→ **DÉFI A**: Reproduisez à l'identique les lignes des entrées, en partant de la toute première et en allant jusqu'à la ligne qui contient « 144), (191, 143)] », celle-ci incluse.

→ **EXTRAIT DU TEXTE**:
Moi si maniaque de symétrie, de choses égales et de belles lignes droites, quelle ironie de constater que mon âme ne se conforme pas au paisible rythme régulier d’une séquence prévisible émotionnellement parlant. Par chance que je sais que je suis bel et bien toute seule à habiter ma tête, parce que des fois, je trouve frustrant de constater, que la moi de la semaine dernière disparait dans un pouf ! pour laisser place à une autre et ainsi de suite.
Avance, recule, avance, recule…
C’est ma deuxième année au club photo, un lieu plus que paisible. Rencontres calmes sont au rendez-vous et personne ne m’attaque. Au début je demeurais systématiquement plantée droite comme un piquet en attendant que la conférence débute, mais dernièrement, à force, j’ai apprivoisé le lieu et je me décide enfin à parler à des gens. Le bourdonnement collectif laisse parfois la primeur à divers gazouillis qui m’atteignent et j’arrive alors à me faufiler sur la pointe des orteils dans quelques cercles de bavardages qui au départ ne m’incluaient pas. Avant les vacances des fêtes, j’étais en feu sur une super lancée, ma volubilité ayant momentanément explosé par je ne sais quel miracle. Je me croyais donc prête à continuer en ce sens, mais ma tête moins je dirais… C’est comme un abat aux quilles, je n’ai pas nécessairement fait exprès de le faire, ne croyez pas que je peux réitérer sur demande.

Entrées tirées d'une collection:
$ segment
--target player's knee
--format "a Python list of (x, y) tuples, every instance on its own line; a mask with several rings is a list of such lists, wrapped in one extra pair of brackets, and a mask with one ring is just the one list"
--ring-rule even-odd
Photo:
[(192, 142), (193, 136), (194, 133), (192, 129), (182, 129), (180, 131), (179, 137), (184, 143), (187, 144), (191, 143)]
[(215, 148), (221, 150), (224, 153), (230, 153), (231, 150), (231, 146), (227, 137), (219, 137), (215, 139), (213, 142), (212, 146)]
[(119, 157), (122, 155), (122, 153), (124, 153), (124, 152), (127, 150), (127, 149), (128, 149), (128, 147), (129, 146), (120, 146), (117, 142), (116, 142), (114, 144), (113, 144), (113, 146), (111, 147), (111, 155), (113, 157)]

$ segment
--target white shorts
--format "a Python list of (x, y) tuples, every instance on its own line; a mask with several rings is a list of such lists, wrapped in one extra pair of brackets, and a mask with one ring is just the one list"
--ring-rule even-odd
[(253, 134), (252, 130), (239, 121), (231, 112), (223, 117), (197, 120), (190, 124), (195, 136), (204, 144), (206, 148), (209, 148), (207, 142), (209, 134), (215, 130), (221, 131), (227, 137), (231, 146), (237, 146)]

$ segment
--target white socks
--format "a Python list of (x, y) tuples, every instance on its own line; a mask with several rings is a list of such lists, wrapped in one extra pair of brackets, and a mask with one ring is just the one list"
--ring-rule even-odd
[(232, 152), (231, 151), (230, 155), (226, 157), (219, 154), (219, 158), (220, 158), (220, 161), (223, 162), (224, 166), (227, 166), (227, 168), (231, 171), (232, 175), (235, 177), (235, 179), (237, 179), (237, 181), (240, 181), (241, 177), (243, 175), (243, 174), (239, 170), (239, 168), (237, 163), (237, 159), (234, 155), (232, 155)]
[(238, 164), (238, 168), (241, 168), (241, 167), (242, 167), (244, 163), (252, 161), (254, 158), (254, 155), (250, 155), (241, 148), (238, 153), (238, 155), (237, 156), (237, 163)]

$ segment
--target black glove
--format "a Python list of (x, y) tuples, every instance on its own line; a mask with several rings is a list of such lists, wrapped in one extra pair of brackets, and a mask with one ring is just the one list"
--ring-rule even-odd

→ **DÉFI B**: D'après le texte sur le club photo, depuis combien d'années la personne qui s'exprime fréquente-t-elle ce club ?

→ **RÉPONSE COMMENTÉE A**:
$ segment
--target player's knee
--format "a Python list of (x, y) tuples, every instance on its own line; a mask with several rings is a list of such lists, wrapped in one extra pair of brackets, and a mask with one ring is just the one list"
--ring-rule even-odd
Photo:
[(192, 142), (193, 136), (194, 133), (192, 129), (182, 129), (180, 131), (179, 137), (184, 143), (187, 144), (191, 143)]

→ **RÉPONSE COMMENTÉE B**: C'est sa deuxième année au club photo.